How 5 small businesses grow at local markets
Five small business owners share why a local market presence is crucial to their business’s success.
At a glance
Here’s a snapshot of the advice from our interviewees:
- Organising a stall at the local market can help boost sales and drive small business growth.
- “Selling at the markets is such a great way to interact with customers,” says stallholder Clare Robinson.
- “The consistency of being at the markets helps you develop relationships with your customers and shows potential stockists that you’re not a fly-by-night operator,” says Kalpana Laitflang.
- There are challenges involved – such as the time commitment – but it’s typically worth it in the end.
Markets come to life every weekend across New Zealand and never more so than over the busy end-of-year holiday season.
Their popularity is largely due to the unique shopping experience they offer, whether customers are after fresh food or unique gifts.
As Te Atatu Toasted’s Clare Robinson says, “Have you ever noticed how people shopping in the markets always look so much happier than in a supermarket? Everyone is strolling and stopping for a chat and it’s just much more relaxed.”
▬▬▬▬▬▬▬▬▬▬
## Stated task 1
Answer these questions about the local markets article:
(a) Which business does Clare Robinson represent?
(b) What example of a challenge of market selling does the article give?
(c) In which country do markets come to life every weekend?
## Stated task 2
Reproduce the passage from the local markets article that opens with the words containing "At a glance" and closes with "or unique gifts.".

## Entries
▬▬▬▬▬▬▬▬▬▬
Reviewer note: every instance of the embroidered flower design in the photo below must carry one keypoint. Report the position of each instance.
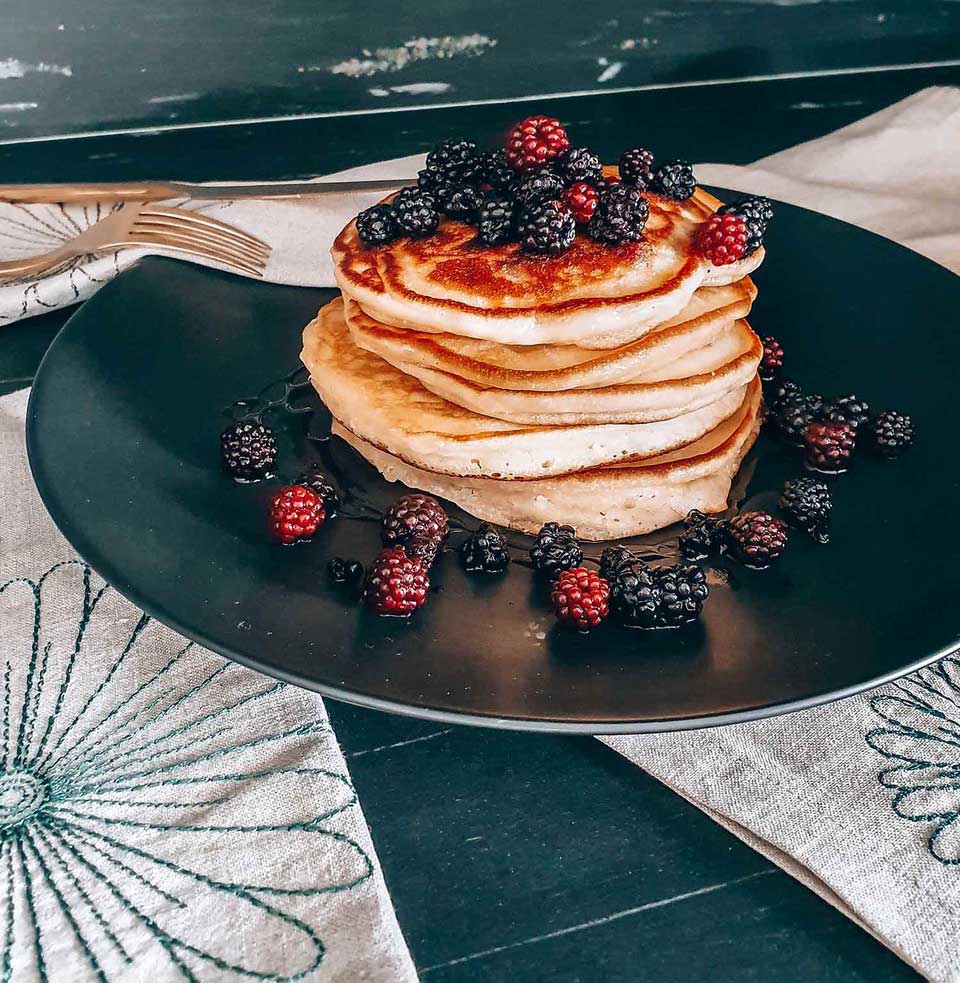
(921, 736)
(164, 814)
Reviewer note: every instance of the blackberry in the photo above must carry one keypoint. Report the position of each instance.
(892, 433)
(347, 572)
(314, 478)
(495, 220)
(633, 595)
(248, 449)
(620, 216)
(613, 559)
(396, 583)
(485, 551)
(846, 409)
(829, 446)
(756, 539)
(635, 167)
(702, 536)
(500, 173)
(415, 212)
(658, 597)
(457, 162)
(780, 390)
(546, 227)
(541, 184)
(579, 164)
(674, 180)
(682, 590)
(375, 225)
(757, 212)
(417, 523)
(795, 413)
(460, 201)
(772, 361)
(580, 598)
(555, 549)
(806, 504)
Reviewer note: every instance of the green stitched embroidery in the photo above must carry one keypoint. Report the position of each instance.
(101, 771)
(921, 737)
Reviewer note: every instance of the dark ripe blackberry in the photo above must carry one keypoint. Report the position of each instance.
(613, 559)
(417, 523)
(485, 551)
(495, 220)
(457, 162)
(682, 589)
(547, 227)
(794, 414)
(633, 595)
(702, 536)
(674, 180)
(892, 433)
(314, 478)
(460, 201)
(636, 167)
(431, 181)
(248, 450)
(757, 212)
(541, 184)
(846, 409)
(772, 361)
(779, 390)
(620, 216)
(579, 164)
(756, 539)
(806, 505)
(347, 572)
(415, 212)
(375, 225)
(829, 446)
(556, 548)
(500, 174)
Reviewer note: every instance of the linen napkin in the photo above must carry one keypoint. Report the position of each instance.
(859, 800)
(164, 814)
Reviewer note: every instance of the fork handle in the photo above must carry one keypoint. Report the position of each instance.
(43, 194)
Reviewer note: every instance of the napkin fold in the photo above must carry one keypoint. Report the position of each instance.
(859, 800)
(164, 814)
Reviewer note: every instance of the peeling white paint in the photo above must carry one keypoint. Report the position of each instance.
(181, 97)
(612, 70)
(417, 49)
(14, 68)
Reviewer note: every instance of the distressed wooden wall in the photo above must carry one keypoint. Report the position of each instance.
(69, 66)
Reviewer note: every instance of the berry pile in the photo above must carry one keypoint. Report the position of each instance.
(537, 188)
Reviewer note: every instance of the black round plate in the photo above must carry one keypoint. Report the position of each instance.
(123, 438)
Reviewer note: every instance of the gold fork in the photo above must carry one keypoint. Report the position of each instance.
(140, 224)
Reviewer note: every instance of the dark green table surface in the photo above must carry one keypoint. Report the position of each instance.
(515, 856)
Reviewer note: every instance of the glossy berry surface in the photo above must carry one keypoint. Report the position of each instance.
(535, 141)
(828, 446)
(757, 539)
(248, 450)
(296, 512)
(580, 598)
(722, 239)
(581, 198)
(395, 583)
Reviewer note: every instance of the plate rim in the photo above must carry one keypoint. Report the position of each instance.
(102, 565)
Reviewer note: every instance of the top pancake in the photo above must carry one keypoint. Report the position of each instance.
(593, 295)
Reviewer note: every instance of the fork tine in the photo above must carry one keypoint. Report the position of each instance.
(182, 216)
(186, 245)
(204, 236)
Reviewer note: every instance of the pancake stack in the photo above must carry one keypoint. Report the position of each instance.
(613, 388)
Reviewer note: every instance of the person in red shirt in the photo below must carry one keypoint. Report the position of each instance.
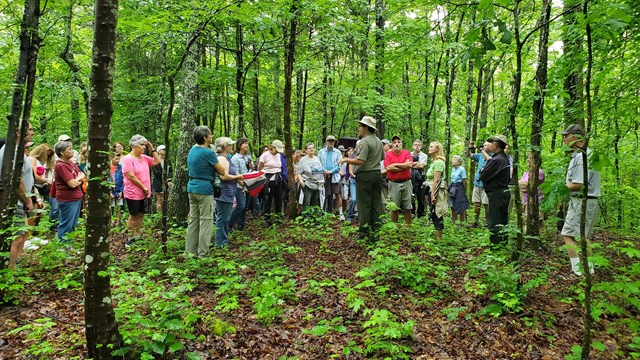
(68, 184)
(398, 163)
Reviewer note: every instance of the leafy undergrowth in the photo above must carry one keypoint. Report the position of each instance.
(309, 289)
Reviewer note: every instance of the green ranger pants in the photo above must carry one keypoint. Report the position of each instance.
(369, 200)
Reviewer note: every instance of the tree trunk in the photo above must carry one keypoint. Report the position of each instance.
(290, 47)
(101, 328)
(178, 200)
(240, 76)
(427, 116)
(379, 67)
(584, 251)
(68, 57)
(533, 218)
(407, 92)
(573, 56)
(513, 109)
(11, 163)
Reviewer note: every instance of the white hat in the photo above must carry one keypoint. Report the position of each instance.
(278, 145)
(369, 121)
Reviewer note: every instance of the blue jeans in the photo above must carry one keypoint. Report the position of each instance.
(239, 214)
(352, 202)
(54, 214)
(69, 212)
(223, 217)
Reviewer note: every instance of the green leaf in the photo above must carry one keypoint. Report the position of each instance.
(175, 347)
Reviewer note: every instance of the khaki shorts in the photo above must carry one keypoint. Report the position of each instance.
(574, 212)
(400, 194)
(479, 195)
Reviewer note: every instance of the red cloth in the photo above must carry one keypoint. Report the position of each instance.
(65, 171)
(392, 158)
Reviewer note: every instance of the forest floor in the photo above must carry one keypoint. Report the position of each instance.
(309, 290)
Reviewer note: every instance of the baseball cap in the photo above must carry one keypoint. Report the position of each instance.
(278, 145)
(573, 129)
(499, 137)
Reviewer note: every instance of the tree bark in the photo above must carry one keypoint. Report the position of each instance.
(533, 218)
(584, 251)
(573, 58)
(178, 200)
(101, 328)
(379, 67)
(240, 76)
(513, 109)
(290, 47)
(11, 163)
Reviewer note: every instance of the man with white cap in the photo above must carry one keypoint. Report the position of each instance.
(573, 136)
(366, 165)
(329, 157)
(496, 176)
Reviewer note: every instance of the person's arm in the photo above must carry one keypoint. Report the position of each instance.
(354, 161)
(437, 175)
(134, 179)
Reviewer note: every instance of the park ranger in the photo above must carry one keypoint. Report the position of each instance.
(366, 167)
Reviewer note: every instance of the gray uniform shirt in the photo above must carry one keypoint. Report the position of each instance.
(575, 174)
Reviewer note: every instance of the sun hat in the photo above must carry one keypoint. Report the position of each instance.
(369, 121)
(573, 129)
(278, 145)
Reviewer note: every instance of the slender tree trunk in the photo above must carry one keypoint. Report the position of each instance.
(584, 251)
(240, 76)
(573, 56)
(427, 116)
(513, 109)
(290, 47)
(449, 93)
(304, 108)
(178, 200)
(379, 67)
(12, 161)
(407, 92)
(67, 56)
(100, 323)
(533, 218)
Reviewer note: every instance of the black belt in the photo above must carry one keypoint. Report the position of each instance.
▬▬▬▬▬▬▬▬▬▬
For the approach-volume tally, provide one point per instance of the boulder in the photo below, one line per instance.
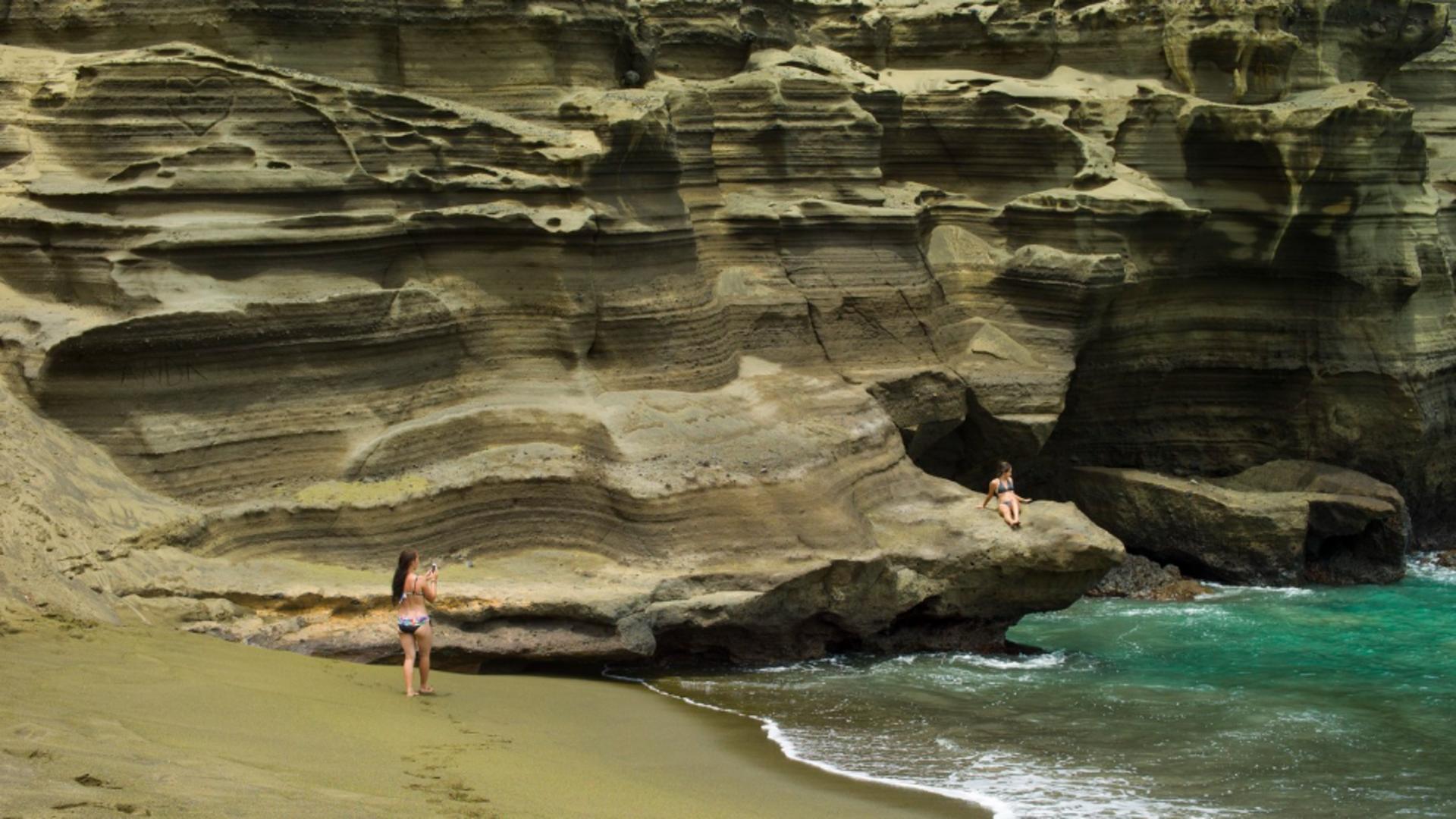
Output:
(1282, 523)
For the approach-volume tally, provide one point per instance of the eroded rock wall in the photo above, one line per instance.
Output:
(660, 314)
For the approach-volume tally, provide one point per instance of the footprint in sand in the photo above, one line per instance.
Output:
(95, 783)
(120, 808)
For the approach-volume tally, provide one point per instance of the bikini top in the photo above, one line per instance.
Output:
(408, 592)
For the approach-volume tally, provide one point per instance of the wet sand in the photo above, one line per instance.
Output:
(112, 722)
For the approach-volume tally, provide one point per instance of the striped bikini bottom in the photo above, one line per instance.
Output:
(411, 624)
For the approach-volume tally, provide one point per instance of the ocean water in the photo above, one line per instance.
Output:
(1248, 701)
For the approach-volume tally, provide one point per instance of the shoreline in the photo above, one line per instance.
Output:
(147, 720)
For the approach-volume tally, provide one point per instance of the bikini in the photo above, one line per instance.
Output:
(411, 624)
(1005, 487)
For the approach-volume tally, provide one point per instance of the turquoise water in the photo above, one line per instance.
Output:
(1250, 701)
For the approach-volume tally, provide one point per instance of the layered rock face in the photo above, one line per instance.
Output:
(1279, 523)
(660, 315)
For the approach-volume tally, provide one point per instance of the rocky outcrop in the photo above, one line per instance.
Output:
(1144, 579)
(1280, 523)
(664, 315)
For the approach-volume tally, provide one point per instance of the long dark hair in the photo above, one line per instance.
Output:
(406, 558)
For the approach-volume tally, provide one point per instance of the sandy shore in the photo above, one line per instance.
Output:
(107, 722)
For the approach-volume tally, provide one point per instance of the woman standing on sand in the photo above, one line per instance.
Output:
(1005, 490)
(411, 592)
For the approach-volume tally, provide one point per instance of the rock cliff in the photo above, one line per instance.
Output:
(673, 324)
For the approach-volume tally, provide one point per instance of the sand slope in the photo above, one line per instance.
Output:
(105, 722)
▬▬▬▬▬▬▬▬▬▬
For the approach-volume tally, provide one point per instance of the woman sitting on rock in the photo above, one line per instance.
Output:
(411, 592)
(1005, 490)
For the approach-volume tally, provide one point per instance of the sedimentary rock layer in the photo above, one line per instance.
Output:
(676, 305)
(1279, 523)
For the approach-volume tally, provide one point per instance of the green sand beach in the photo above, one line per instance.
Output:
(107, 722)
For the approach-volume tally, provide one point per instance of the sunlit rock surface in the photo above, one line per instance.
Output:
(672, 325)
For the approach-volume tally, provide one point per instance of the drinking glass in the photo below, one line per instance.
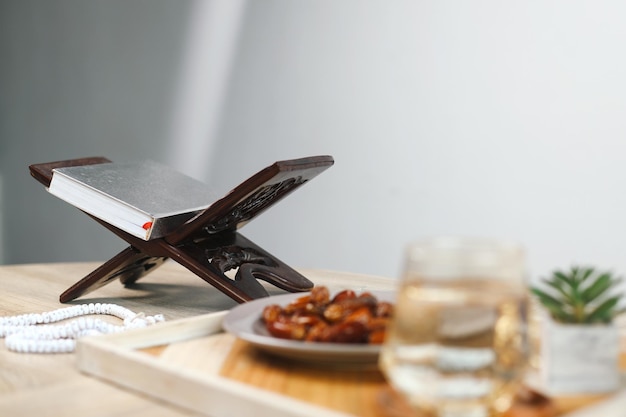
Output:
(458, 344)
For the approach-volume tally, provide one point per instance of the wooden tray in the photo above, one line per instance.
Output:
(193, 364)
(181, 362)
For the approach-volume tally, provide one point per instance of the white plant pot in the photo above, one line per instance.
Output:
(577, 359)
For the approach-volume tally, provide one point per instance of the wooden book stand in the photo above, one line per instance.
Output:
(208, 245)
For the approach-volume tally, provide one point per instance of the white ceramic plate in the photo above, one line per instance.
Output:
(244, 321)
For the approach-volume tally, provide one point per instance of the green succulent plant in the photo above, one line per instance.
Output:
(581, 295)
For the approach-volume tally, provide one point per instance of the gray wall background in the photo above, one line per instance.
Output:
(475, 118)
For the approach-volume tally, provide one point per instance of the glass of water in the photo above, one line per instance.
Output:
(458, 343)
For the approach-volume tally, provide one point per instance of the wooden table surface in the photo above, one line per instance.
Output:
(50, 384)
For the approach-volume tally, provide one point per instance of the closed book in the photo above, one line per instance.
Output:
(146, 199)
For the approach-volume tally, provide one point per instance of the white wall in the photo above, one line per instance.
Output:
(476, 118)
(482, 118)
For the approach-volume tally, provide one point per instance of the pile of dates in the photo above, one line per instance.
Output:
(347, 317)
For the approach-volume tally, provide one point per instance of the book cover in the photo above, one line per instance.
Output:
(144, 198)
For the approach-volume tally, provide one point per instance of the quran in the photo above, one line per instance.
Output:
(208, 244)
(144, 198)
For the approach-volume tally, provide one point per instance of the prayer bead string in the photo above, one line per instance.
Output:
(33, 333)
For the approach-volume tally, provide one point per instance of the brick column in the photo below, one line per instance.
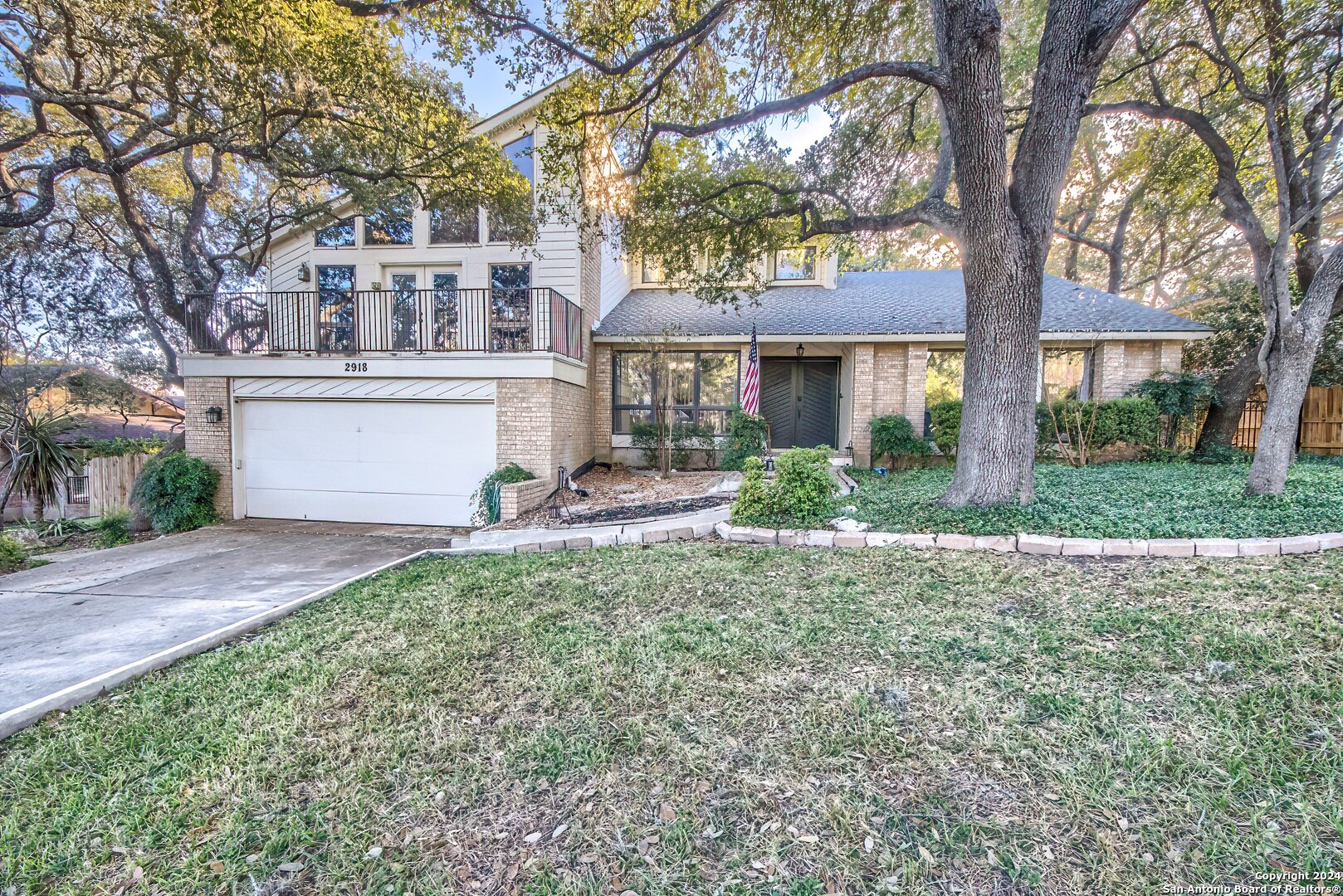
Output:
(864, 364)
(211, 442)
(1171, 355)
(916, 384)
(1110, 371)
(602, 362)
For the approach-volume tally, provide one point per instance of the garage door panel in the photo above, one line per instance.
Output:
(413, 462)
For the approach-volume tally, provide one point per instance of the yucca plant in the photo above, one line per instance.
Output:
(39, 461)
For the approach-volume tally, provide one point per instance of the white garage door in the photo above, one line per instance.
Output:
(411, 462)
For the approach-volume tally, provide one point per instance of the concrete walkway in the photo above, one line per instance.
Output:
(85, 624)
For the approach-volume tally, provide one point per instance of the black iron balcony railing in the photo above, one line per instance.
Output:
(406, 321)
▬▬▬▬▬▬▬▬▬▬
## Reply 1
(a) Te Atatu Toasted
(b) The time commitment
(c) New Zealand

## Reply 2
At a glance
Here’s a snapshot of the advice from our interviewees:
- Organising a stall at the local market can help boost sales and drive small business growth.
- “Selling at the markets is such a great way to interact with customers,” says stallholder Clare Robinson.
- “The consistency of being at the markets helps you develop relationships with your customers and shows potential stockists that you’re not a fly-by-night operator,” says Kalpana Laitflang.
- There are challenges involved – such as the time commitment – but it’s typically worth it in the end.
Markets come to life every weekend across New Zealand and never more so than over the busy end-of-year holiday season.
Their popularity is largely due to the unique shopping experience they offer, whether customers are after fresh food or unique gifts.